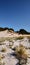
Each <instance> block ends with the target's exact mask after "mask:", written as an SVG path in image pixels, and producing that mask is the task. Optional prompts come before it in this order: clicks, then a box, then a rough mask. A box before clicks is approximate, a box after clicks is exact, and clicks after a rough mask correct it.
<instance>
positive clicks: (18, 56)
mask: <svg viewBox="0 0 30 65" xmlns="http://www.w3.org/2000/svg"><path fill="white" fill-rule="evenodd" d="M15 53H16V58H17V59H18V60H19V65H20V64H24V63H26V62H27V52H26V49H25V48H24V46H23V45H20V46H19V47H18V46H17V47H16V51H15ZM22 60H23V62H22ZM24 61H25V62H24Z"/></svg>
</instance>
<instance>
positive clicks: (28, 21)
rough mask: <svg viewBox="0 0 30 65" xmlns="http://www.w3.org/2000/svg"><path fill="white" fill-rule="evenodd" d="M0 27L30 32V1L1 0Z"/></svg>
mask: <svg viewBox="0 0 30 65" xmlns="http://www.w3.org/2000/svg"><path fill="white" fill-rule="evenodd" d="M0 27H9V28H13V29H14V30H19V29H21V28H22V29H25V30H27V31H30V0H0Z"/></svg>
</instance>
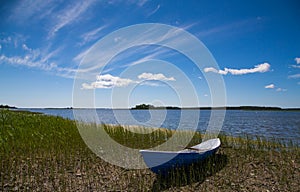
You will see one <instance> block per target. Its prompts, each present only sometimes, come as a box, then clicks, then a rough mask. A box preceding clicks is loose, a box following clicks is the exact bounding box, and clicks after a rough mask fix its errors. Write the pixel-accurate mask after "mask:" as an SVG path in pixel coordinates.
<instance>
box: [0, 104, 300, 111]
mask: <svg viewBox="0 0 300 192" xmlns="http://www.w3.org/2000/svg"><path fill="white" fill-rule="evenodd" d="M0 109H13V110H19V109H45V110H47V109H48V110H73V109H94V108H74V107H45V108H43V107H40V108H39V107H37V108H35V107H33V108H30V107H26V108H18V107H15V106H13V107H11V106H8V105H0ZM95 109H107V110H166V109H167V110H241V111H300V108H281V107H262V106H235V107H232V106H227V107H174V106H166V107H165V106H158V107H156V106H150V105H149V106H148V105H146V106H144V107H143V108H139V107H132V108H95Z"/></svg>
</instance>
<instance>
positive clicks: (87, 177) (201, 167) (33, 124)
mask: <svg viewBox="0 0 300 192" xmlns="http://www.w3.org/2000/svg"><path fill="white" fill-rule="evenodd" d="M77 123H78V122H77ZM85 126H86V128H87V129H88V128H91V127H95V126H96V127H97V126H101V128H103V130H105V132H106V133H107V134H108V135H109V136H110V137H111V138H112V139H114V140H115V141H116V142H118V143H120V144H122V145H124V146H127V147H131V148H136V149H145V148H151V147H155V146H158V145H160V144H162V143H164V142H165V141H166V140H168V139H170V138H172V136H174V134H175V131H174V130H168V129H162V128H157V129H155V128H144V127H132V126H121V125H105V124H103V125H95V124H85ZM177 134H178V133H177ZM191 134H192V135H193V137H192V139H191V141H190V142H189V144H188V145H189V146H192V145H195V144H198V143H200V142H201V138H202V137H201V134H200V133H198V132H197V133H195V134H194V133H192V132H190V131H181V132H179V134H178V135H179V136H178V140H176V141H175V142H178V145H181V144H182V143H184V142H185V141H186V139H185V138H189V137H190V136H191ZM220 139H221V142H222V145H221V148H220V150H219V151H218V153H217V154H216V155H214V156H211V157H210V158H208V159H206V160H204V161H202V162H199V163H194V164H192V165H190V166H187V167H178V168H176V169H175V170H172V171H170V172H169V173H168V174H167V175H155V174H153V173H152V172H151V171H149V170H148V169H145V170H126V169H123V168H120V167H117V166H114V165H111V164H109V163H107V162H105V161H103V160H102V159H101V158H99V157H97V156H96V155H95V154H94V153H92V152H91V150H90V149H89V148H88V147H87V146H86V145H85V143H84V141H83V140H82V138H81V135H80V134H79V131H78V129H77V125H76V122H75V121H73V120H68V119H63V118H61V117H54V116H46V115H42V114H37V113H29V112H18V111H9V110H0V174H1V175H0V180H1V181H0V191H11V190H15V191H38V190H39V191H74V190H78V191H149V190H154V191H161V190H176V189H177V190H182V191H185V190H187V191H192V190H200V191H201V190H202V191H206V190H214V191H234V190H236V191H243V190H246V191H247V190H248V191H251V189H252V191H253V190H254V191H255V190H264V189H265V188H263V187H264V186H265V185H261V188H254V187H252V185H251V183H250V184H249V182H250V181H253V180H254V181H255V182H257V184H256V185H253V186H256V187H257V186H259V183H260V182H261V181H264V180H266V182H269V183H267V186H270V189H271V187H273V188H274V190H279V191H295V189H297V188H298V186H299V181H300V179H299V175H300V174H299V159H300V150H299V147H298V146H297V145H295V144H294V143H292V142H291V143H284V142H282V141H280V140H278V139H271V140H269V139H266V138H263V137H257V138H255V139H252V138H250V137H248V136H244V137H238V138H237V137H231V136H225V135H220ZM174 144H176V143H174ZM182 147H184V146H179V148H182ZM297 167H298V168H297ZM264 174H265V175H266V177H263V176H264ZM270 177H271V178H272V179H271V180H270V181H268V178H270ZM249 178H250V179H249ZM255 179H256V180H255ZM248 180H249V182H248V183H247V182H246V181H248ZM274 182H275V183H274ZM266 189H269V188H266Z"/></svg>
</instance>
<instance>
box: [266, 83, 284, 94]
mask: <svg viewBox="0 0 300 192" xmlns="http://www.w3.org/2000/svg"><path fill="white" fill-rule="evenodd" d="M265 88H266V89H274V88H276V86H275V85H274V84H273V83H272V84H270V85H266V86H265ZM276 91H277V92H285V91H287V89H283V88H280V87H278V88H276Z"/></svg>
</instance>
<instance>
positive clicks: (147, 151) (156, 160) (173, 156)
mask: <svg viewBox="0 0 300 192" xmlns="http://www.w3.org/2000/svg"><path fill="white" fill-rule="evenodd" d="M215 141H216V142H215ZM215 141H213V142H211V143H209V144H210V148H209V149H203V146H205V147H207V146H206V144H205V143H204V145H203V144H199V145H196V146H194V147H195V148H196V150H195V149H194V150H187V149H185V150H182V151H177V152H176V151H175V152H172V151H153V150H140V153H141V154H142V156H143V159H144V162H145V163H146V165H147V166H148V167H149V168H150V170H151V171H152V172H154V173H157V174H159V173H164V172H166V171H168V170H170V169H174V168H175V167H181V166H187V165H190V164H192V163H195V162H198V161H201V160H204V159H206V158H207V157H209V156H211V155H213V154H214V153H216V152H217V150H218V149H219V146H220V140H218V139H217V140H215ZM194 147H192V148H194Z"/></svg>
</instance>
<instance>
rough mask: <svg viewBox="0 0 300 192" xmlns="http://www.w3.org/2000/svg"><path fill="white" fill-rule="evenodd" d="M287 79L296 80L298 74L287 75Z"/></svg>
mask: <svg viewBox="0 0 300 192" xmlns="http://www.w3.org/2000/svg"><path fill="white" fill-rule="evenodd" d="M288 78H289V79H298V78H300V73H298V74H294V75H289V76H288Z"/></svg>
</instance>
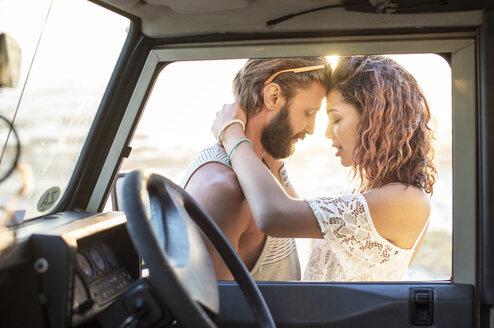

----

AIM OF THE EXERCISE:
The entries above are to be printed again word for word, with every picture removed.

YOUR SOLUTION:
Each <instance> block ends with the target's exact mask after "mask:", written as an SVG path in image pixels, and producing that mask is the task. Optional prompts come before it in this order: clicks, then a box, then a rough mask. A box before clicks is approximate, a box after clicks is exact, and clicks after a rough mask correct it.
<instance>
positive clicks: (18, 56)
mask: <svg viewBox="0 0 30 65" xmlns="http://www.w3.org/2000/svg"><path fill="white" fill-rule="evenodd" d="M15 53H16V58H17V59H18V60H19V65H20V64H24V63H26V62H27V52H26V49H25V48H24V46H23V45H20V46H19V47H18V46H17V47H16V51H15ZM22 60H23V62H22ZM24 61H25V62H24Z"/></svg>
</instance>
<instance>
positive clicks: (28, 21)
rough mask: <svg viewBox="0 0 30 65" xmlns="http://www.w3.org/2000/svg"><path fill="white" fill-rule="evenodd" d="M0 27L30 32V1L1 0Z"/></svg>
mask: <svg viewBox="0 0 30 65" xmlns="http://www.w3.org/2000/svg"><path fill="white" fill-rule="evenodd" d="M0 27H9V28H13V29H14V30H19V29H21V28H22V29H25V30H27V31H30V0H0Z"/></svg>
</instance>
You will see one <instance> block per target. Its prompts, each present only sometimes, come as a box, then clicks, then a rough mask. A box preceding clicks is loose, a box following clicks is the exact bounding box, and clicks after a rough mask fix its errors. Write the pixel-accurate mask after "mask:" as an SVG path in pixel coordinates.
<instance>
box: [0, 104, 300, 111]
mask: <svg viewBox="0 0 300 192" xmlns="http://www.w3.org/2000/svg"><path fill="white" fill-rule="evenodd" d="M0 109H13V110H19V109H45V110H47V109H48V110H73V109H94V108H74V107H45V108H43V107H40V108H39V107H37V108H35V107H33V108H30V107H26V108H18V107H15V106H13V107H11V106H8V105H0ZM95 109H107V110H166V109H167V110H241V111H300V108H281V107H262V106H235V107H232V106H227V107H174V106H166V107H165V106H158V107H156V106H150V105H149V106H148V105H146V106H144V107H143V108H139V107H132V108H95Z"/></svg>
</instance>
<instance>
positive clicks: (87, 177) (201, 167) (33, 124)
mask: <svg viewBox="0 0 300 192" xmlns="http://www.w3.org/2000/svg"><path fill="white" fill-rule="evenodd" d="M77 123H78V122H77ZM85 126H86V128H87V129H88V128H91V127H95V126H96V127H97V126H101V128H103V130H105V132H106V133H107V134H108V135H109V136H110V137H111V138H112V139H114V140H115V141H116V142H118V143H120V144H122V145H124V146H127V147H131V148H136V149H145V148H151V147H155V146H158V145H160V144H162V143H164V142H165V141H166V140H168V139H170V138H172V136H174V134H175V131H174V130H168V129H162V128H157V129H155V128H144V127H132V126H121V125H105V124H103V125H95V124H85ZM177 134H178V133H177ZM191 134H192V135H193V137H192V139H191V141H190V142H189V144H188V145H189V146H192V145H195V144H198V143H200V142H201V138H202V137H201V134H200V133H198V132H197V133H195V134H194V133H192V132H190V131H181V132H179V134H178V135H179V136H178V140H176V141H175V142H178V145H181V144H182V143H184V142H185V141H186V139H185V138H189V137H190V136H191ZM220 139H221V142H222V145H221V148H220V150H219V151H218V153H217V154H216V155H214V156H211V157H210V158H208V159H206V160H204V161H202V162H199V163H194V164H192V165H190V166H187V167H178V168H176V169H175V170H172V171H170V172H169V173H168V174H167V175H155V174H153V173H152V172H151V171H149V170H148V169H145V170H126V169H123V168H120V167H117V166H114V165H111V164H109V163H107V162H105V161H103V160H102V159H101V158H99V157H97V156H96V155H95V154H94V153H92V152H91V150H90V149H89V148H88V147H87V146H86V145H85V143H84V141H83V140H82V138H81V135H80V134H79V131H78V129H77V125H76V122H75V121H73V120H68V119H63V118H61V117H54V116H46V115H42V114H37V113H29V112H18V111H9V110H0V174H1V175H0V180H1V181H0V191H11V190H15V191H38V190H39V191H74V190H78V191H149V190H154V191H161V190H176V189H177V190H182V191H185V190H187V191H192V190H200V191H201V190H202V191H206V190H214V191H234V190H236V191H243V190H246V191H247V190H248V191H251V189H252V191H253V190H254V191H255V190H264V189H265V188H263V187H264V186H265V185H261V188H254V187H252V185H251V183H250V184H249V182H250V181H253V180H254V181H255V182H257V184H256V185H253V186H256V187H257V186H259V183H260V182H261V181H264V180H266V182H269V183H267V186H270V189H271V187H273V188H274V190H279V191H295V189H297V188H298V186H299V181H300V179H299V175H300V174H299V159H300V150H299V147H298V146H297V145H295V144H294V143H292V142H291V143H284V142H282V141H280V140H278V139H271V140H269V139H266V138H263V137H257V138H255V139H252V138H250V137H248V136H244V137H238V138H237V137H231V136H225V135H220ZM174 144H176V143H174ZM182 147H184V146H179V148H182ZM297 167H298V168H297ZM264 174H265V175H266V177H263V176H264ZM270 177H271V178H272V179H271V180H270V181H268V178H270ZM249 178H250V179H249ZM255 179H256V180H255ZM248 180H249V182H248V183H247V182H246V181H248ZM274 182H275V183H274ZM266 189H269V188H266Z"/></svg>
</instance>
<instance>
box: [266, 83, 284, 94]
mask: <svg viewBox="0 0 300 192" xmlns="http://www.w3.org/2000/svg"><path fill="white" fill-rule="evenodd" d="M265 88H266V89H274V88H276V86H275V85H274V84H273V83H272V84H270V85H266V86H265ZM276 91H277V92H285V91H287V89H283V88H280V87H278V88H276Z"/></svg>
</instance>
<instance>
positive clicks: (147, 151) (156, 160) (173, 156)
mask: <svg viewBox="0 0 300 192" xmlns="http://www.w3.org/2000/svg"><path fill="white" fill-rule="evenodd" d="M215 141H216V142H215ZM215 141H213V142H211V143H209V144H210V148H209V149H203V146H205V147H207V146H206V144H205V143H204V145H203V144H199V145H196V146H194V147H195V148H196V150H195V149H194V150H187V149H185V150H182V151H177V152H176V151H175V152H172V151H153V150H140V153H141V154H142V156H143V159H144V162H145V163H146V165H147V166H148V167H149V168H150V170H151V171H152V172H154V173H157V174H159V173H164V172H166V171H168V170H170V169H174V168H175V167H181V166H187V165H190V164H192V163H195V162H198V161H201V160H204V159H206V158H207V157H209V156H211V155H213V154H214V153H216V152H217V150H218V149H219V146H220V140H218V139H217V140H215ZM194 147H192V148H194Z"/></svg>
</instance>
<instance>
rough mask: <svg viewBox="0 0 300 192" xmlns="http://www.w3.org/2000/svg"><path fill="white" fill-rule="evenodd" d="M287 79L296 80L298 74L287 75Z"/></svg>
mask: <svg viewBox="0 0 300 192" xmlns="http://www.w3.org/2000/svg"><path fill="white" fill-rule="evenodd" d="M288 78H289V79H298V78H300V73H298V74H294V75H289V76H288Z"/></svg>
</instance>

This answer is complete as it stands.